**What you should do**
Give the lines from the start of the records up to and including the line with "point(207, 107)" as a numbered list. Skip blank lines and leave the pictures out.

(Point annotations for photos)

▼▼▼

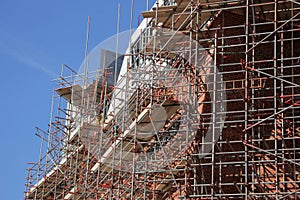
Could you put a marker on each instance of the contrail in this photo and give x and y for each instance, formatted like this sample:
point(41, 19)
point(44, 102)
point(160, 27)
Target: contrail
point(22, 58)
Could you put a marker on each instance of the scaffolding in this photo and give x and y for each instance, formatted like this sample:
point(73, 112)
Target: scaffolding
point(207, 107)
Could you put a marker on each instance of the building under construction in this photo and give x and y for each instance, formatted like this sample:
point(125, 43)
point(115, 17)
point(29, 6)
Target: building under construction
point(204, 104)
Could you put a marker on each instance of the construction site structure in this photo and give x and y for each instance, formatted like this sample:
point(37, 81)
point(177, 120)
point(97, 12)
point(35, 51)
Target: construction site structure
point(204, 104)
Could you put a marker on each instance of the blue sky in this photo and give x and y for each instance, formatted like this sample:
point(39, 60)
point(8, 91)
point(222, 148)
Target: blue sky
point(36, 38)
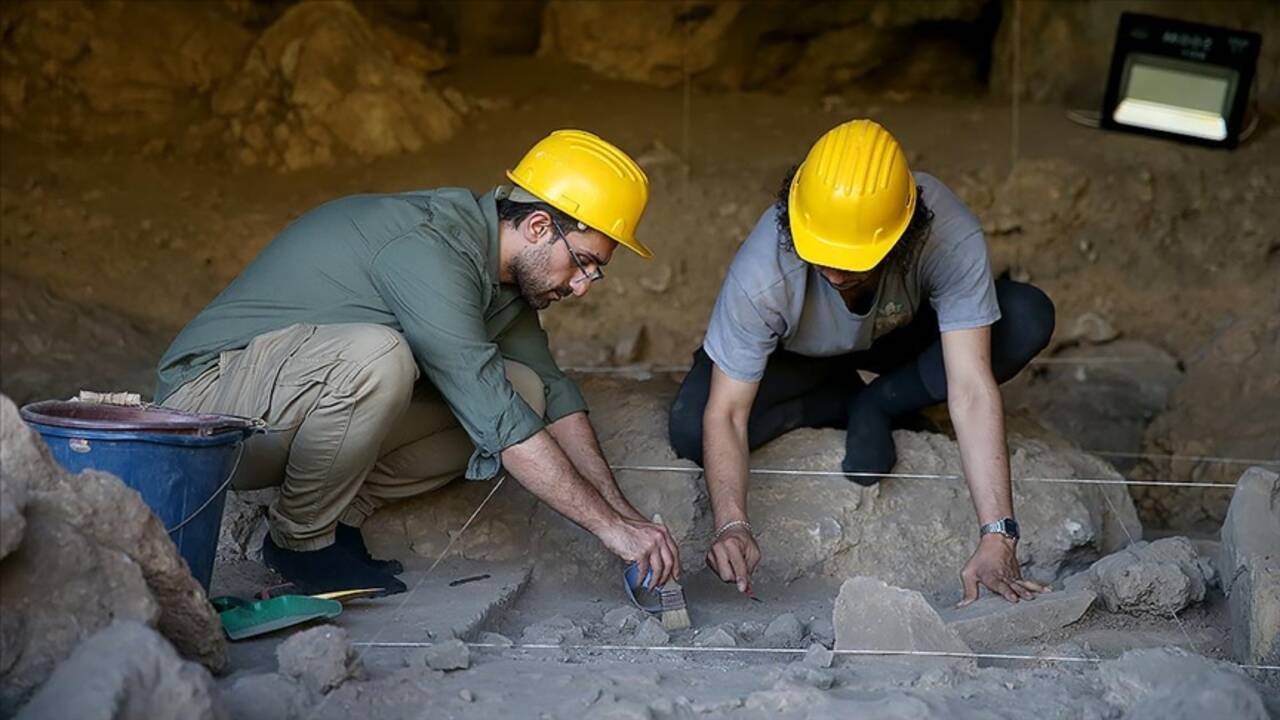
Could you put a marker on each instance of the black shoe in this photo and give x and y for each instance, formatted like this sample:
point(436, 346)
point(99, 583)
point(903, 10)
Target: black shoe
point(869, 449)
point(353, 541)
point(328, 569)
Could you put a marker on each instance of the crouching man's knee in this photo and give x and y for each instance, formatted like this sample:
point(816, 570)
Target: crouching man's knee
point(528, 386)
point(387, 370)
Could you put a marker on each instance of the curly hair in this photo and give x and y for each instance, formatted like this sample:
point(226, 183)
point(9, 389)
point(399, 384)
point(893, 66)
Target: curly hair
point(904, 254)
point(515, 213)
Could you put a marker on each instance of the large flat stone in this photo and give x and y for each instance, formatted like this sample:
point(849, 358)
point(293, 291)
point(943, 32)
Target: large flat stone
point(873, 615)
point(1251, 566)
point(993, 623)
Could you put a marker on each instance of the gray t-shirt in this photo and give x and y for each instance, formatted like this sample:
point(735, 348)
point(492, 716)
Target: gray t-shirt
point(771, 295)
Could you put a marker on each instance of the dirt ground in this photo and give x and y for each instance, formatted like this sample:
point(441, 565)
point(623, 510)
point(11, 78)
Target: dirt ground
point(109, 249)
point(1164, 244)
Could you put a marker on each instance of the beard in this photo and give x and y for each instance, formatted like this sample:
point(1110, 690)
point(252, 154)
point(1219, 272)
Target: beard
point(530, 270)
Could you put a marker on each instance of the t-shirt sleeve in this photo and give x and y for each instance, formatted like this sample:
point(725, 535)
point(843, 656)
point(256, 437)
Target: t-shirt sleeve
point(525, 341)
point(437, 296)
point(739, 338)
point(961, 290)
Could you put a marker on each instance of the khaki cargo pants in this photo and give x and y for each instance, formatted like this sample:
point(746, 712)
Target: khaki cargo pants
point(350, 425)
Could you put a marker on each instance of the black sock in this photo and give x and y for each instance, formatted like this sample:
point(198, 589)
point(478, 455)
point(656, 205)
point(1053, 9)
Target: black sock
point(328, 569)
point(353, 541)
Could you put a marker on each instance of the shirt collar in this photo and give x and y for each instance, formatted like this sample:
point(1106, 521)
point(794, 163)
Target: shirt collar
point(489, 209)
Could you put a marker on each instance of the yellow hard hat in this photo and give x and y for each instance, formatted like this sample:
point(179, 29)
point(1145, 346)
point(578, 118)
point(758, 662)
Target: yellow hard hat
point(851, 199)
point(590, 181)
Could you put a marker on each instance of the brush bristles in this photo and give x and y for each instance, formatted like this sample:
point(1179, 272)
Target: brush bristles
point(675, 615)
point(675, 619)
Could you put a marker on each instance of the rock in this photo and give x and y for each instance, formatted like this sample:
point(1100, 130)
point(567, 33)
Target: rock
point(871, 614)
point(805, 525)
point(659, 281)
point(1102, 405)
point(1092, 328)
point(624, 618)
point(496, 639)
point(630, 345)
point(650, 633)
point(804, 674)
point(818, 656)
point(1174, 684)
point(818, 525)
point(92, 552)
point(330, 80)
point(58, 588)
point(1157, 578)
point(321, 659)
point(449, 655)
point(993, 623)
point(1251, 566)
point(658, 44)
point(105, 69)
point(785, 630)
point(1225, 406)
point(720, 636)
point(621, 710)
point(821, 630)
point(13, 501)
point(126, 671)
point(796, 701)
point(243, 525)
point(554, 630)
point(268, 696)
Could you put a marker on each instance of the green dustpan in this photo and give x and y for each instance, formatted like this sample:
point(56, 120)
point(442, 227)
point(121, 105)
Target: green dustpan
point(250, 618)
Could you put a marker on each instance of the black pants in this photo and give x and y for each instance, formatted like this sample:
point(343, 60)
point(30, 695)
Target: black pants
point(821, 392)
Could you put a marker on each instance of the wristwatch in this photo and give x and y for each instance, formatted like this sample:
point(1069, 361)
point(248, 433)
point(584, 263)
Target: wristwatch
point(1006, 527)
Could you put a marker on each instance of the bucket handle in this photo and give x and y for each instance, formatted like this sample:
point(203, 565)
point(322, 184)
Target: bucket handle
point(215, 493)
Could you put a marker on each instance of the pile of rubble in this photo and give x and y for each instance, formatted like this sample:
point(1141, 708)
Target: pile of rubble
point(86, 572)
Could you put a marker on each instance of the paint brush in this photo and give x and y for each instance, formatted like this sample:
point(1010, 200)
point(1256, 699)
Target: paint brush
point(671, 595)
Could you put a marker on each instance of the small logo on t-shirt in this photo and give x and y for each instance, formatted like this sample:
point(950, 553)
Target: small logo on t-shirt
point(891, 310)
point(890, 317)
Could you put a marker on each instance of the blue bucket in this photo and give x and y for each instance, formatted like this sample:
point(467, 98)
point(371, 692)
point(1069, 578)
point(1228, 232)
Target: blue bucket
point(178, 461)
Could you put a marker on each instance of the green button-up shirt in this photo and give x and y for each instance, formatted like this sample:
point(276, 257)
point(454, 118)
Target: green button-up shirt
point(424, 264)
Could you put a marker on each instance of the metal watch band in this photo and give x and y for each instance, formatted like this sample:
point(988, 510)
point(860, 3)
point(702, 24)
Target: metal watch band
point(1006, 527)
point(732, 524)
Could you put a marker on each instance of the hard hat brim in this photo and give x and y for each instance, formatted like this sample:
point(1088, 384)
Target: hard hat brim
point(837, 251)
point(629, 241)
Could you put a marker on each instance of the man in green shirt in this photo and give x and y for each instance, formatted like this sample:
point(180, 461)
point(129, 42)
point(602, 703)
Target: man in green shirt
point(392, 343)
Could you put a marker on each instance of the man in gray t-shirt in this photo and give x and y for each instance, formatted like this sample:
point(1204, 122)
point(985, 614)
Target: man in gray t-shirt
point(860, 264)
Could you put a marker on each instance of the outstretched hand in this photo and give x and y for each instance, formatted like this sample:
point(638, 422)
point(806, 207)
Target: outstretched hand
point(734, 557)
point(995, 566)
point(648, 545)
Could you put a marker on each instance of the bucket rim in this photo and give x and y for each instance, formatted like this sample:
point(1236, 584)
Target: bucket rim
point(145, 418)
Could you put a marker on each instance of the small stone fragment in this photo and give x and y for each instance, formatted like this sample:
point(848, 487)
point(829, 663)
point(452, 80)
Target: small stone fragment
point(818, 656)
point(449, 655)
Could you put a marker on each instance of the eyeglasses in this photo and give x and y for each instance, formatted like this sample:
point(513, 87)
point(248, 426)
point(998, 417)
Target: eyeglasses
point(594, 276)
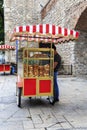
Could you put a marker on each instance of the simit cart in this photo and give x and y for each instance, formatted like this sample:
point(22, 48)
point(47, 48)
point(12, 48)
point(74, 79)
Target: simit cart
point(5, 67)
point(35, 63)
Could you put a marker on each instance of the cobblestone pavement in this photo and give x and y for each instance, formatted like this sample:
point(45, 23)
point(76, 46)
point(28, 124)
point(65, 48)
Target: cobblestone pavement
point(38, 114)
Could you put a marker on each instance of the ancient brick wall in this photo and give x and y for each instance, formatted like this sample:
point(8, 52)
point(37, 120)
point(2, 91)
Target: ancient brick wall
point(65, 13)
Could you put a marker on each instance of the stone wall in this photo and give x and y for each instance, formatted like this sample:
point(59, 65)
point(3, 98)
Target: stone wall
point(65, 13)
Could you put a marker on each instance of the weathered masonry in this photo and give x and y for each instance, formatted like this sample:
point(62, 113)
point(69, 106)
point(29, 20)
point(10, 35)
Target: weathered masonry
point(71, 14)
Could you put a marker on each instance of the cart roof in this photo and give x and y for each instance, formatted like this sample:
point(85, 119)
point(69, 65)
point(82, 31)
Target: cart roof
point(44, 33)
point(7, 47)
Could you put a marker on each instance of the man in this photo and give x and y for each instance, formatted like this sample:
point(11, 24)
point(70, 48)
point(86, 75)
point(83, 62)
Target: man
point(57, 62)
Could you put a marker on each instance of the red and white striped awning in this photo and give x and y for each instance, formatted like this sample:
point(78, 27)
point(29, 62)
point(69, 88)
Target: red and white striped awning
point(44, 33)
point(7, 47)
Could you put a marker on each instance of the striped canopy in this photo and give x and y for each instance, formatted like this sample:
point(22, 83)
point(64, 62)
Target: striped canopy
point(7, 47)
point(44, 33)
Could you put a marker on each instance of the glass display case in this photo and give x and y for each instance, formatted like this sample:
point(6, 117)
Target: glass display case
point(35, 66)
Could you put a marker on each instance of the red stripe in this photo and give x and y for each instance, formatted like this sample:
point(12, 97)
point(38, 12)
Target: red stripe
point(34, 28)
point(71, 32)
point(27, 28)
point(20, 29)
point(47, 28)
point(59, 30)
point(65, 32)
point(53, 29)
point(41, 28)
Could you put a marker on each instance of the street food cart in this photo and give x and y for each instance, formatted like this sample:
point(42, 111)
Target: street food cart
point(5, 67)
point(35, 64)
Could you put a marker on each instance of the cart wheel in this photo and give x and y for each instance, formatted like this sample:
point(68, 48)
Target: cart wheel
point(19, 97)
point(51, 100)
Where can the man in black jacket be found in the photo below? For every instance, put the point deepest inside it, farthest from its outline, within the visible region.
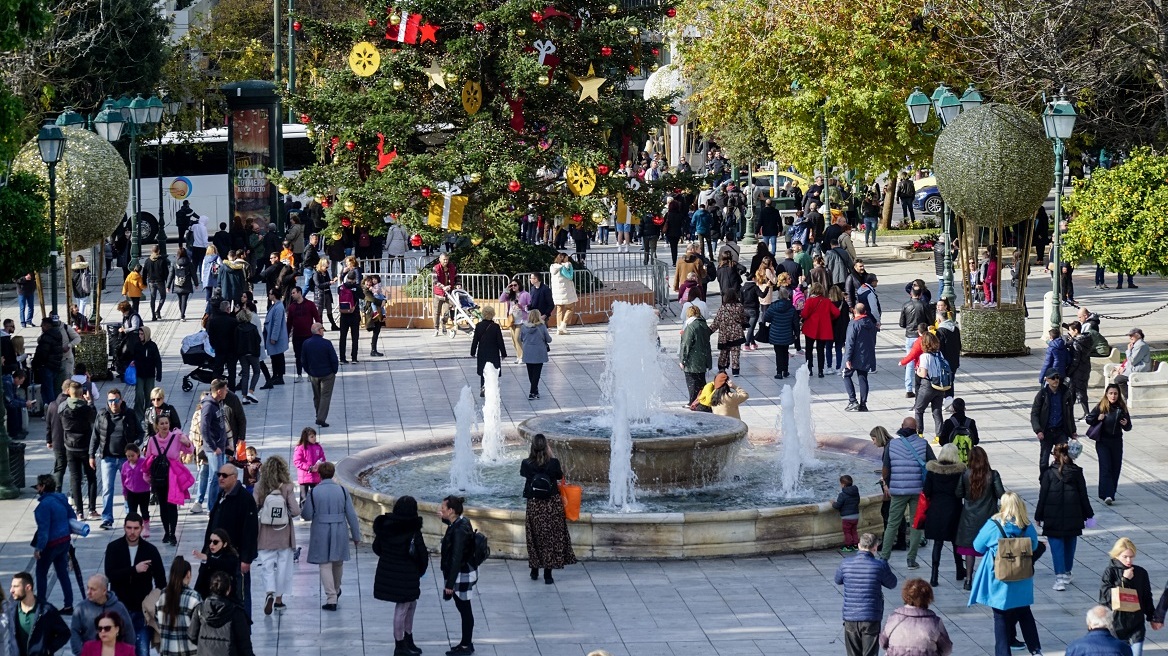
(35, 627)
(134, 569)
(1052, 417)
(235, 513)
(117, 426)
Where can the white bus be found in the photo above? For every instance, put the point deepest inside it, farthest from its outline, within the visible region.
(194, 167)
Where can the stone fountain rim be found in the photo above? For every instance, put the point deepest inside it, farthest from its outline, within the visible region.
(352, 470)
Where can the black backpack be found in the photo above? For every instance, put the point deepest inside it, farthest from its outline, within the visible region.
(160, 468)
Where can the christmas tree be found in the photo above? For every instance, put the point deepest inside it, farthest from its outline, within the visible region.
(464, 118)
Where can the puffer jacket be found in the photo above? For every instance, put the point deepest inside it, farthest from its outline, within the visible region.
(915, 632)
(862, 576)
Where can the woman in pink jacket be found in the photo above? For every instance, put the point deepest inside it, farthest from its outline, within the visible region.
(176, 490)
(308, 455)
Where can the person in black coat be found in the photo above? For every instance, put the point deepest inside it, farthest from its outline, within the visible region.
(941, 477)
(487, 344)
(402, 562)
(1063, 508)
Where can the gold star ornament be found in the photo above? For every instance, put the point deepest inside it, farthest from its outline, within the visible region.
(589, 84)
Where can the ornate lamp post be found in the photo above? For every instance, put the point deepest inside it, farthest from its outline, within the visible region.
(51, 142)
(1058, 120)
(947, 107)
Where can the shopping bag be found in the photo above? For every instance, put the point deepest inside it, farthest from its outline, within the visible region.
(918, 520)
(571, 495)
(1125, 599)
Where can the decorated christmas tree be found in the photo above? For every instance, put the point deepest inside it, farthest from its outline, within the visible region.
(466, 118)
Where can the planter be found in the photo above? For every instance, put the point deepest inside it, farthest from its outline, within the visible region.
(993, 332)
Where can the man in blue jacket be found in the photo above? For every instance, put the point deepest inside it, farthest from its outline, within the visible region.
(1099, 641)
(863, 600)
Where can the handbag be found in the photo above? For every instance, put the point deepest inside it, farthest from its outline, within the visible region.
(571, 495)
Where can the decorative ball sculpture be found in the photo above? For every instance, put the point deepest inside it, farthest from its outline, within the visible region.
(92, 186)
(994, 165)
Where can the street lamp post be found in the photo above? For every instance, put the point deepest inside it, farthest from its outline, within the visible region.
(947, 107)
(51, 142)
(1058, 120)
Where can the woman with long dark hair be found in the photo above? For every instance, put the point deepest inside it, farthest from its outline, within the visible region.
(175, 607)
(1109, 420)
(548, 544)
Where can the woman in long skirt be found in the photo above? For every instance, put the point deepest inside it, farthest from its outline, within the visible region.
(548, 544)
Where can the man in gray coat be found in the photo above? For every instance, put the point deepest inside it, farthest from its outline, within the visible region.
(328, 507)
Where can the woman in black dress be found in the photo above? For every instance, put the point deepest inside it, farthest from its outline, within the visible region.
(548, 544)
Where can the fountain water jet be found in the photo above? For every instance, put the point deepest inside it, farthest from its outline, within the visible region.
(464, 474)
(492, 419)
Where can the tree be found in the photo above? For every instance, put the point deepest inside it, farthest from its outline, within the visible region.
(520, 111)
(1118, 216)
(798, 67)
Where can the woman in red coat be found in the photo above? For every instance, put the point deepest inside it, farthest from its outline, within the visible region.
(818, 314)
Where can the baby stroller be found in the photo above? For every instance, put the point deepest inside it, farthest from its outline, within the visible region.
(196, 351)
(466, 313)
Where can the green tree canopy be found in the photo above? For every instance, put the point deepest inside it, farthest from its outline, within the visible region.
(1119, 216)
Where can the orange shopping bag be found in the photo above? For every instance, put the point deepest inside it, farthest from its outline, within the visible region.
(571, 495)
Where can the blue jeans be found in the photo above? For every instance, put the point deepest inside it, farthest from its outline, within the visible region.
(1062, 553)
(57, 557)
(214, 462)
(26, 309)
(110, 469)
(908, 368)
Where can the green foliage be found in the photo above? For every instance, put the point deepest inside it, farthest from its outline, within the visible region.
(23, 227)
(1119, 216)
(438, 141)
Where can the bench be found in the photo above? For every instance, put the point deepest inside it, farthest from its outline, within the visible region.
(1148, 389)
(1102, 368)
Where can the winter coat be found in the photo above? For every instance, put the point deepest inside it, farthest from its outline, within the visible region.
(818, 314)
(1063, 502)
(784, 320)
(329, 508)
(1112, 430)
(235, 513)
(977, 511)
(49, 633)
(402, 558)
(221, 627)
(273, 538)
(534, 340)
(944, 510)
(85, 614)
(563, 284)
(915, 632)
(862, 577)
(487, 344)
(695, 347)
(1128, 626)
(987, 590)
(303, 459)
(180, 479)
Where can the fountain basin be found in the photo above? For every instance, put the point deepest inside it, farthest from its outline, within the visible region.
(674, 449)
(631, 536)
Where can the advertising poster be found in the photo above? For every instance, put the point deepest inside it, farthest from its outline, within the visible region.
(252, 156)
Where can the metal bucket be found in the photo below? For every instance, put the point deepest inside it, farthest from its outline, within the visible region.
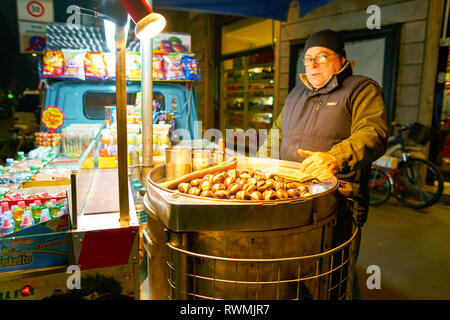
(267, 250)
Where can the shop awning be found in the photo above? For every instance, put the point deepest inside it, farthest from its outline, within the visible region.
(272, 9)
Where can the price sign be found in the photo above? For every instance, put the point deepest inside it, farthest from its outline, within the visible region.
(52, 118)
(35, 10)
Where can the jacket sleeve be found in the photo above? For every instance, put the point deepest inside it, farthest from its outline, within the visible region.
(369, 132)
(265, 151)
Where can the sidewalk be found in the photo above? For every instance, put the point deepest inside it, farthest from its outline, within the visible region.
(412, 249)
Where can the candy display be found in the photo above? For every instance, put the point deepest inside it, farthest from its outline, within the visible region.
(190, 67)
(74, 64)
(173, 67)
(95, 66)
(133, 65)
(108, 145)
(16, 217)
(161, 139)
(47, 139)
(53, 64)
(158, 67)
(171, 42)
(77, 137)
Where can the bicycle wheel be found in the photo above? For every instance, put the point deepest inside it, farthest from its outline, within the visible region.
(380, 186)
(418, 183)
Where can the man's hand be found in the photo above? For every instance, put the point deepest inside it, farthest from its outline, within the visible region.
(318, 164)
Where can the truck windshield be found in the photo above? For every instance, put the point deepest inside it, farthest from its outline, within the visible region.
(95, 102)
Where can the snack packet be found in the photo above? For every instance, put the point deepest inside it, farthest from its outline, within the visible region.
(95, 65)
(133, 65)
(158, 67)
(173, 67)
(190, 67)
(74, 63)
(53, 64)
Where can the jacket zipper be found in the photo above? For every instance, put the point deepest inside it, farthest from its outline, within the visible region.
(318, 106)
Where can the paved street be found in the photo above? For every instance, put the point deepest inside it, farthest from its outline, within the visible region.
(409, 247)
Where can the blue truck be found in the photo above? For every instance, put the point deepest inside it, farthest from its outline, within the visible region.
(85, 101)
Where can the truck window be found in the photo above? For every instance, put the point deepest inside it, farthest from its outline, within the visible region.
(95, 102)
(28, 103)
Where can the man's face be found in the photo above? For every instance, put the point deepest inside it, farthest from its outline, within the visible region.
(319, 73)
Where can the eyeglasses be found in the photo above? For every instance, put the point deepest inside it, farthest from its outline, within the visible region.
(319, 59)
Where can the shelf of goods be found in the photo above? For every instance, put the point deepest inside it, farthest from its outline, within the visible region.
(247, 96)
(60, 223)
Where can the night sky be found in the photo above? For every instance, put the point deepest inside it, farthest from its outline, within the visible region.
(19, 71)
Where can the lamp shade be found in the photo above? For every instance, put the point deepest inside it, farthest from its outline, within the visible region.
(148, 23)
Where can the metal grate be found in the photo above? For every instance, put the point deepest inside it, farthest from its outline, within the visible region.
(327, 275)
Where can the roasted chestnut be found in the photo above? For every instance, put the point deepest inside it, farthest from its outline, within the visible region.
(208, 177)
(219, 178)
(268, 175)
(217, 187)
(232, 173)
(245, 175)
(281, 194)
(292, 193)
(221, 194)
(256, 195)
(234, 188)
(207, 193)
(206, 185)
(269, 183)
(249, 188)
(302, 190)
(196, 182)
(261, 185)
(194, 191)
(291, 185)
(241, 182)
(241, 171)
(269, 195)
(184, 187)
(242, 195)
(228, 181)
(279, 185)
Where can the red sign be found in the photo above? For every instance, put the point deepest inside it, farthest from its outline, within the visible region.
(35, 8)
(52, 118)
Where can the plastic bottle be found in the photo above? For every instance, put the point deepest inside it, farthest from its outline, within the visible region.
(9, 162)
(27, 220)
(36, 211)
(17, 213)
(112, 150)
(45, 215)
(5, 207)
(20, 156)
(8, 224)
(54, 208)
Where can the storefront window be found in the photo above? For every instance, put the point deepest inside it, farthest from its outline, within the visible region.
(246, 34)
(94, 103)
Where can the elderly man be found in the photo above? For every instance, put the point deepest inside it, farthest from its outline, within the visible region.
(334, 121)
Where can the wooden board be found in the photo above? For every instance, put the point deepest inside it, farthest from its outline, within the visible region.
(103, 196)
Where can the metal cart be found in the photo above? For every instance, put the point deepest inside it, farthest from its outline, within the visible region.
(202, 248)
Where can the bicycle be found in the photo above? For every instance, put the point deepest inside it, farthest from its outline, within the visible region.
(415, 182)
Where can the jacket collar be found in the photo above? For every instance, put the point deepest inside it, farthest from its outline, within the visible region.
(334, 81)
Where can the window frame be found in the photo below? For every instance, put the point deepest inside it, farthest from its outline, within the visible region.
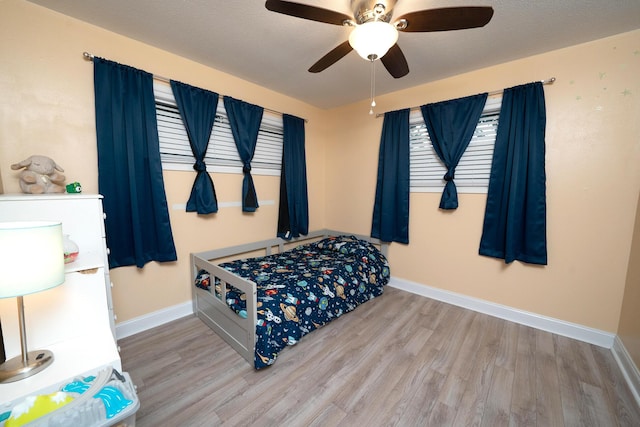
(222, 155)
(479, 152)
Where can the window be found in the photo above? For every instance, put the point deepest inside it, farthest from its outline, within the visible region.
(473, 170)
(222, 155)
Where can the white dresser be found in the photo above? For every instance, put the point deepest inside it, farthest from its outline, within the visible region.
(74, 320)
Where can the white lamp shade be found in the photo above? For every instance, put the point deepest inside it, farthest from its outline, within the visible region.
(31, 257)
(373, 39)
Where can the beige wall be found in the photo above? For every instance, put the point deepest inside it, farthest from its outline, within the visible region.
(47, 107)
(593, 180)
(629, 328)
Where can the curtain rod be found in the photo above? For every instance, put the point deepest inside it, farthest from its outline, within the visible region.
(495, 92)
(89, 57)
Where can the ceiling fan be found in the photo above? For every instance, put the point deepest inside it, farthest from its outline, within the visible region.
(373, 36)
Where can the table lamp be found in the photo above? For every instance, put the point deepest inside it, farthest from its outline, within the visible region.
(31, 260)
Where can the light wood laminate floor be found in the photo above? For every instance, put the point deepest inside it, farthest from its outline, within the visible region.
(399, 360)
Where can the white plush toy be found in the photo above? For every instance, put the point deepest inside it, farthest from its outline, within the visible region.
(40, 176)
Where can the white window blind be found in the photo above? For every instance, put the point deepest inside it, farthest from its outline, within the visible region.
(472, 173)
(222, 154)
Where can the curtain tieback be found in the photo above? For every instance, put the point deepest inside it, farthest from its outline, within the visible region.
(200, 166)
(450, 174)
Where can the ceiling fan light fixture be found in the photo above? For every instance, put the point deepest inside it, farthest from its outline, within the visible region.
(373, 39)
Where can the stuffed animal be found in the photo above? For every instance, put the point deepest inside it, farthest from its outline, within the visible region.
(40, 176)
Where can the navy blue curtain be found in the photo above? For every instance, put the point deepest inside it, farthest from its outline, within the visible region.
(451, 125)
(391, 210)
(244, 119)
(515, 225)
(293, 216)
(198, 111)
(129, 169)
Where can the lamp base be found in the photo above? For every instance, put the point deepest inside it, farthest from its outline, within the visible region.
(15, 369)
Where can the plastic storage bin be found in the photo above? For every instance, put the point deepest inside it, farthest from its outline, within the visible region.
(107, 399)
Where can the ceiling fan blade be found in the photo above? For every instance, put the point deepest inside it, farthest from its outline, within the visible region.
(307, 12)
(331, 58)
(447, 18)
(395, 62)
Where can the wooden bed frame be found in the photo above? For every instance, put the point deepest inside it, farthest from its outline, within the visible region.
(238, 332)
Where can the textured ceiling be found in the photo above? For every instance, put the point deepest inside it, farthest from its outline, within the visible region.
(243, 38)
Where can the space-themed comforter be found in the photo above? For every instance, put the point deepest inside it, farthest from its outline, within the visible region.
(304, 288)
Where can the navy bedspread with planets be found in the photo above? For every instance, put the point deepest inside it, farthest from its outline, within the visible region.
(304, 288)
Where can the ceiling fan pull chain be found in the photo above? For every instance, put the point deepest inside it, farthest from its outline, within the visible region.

▲▲▲

**Complete response**
1. Could you put a marker on each instance of the contrail in this photo and give x and y for each instance, formatted like this sample:
2. point(41, 19)
3. point(44, 102)
4. point(160, 27)
5. Target: contrail
6. point(22, 58)
7. Could you put a marker on each instance of the scaffolding in this photo and give x and y for each instance, formatted like this sample:
8. point(73, 112)
9. Target: scaffolding
10. point(207, 107)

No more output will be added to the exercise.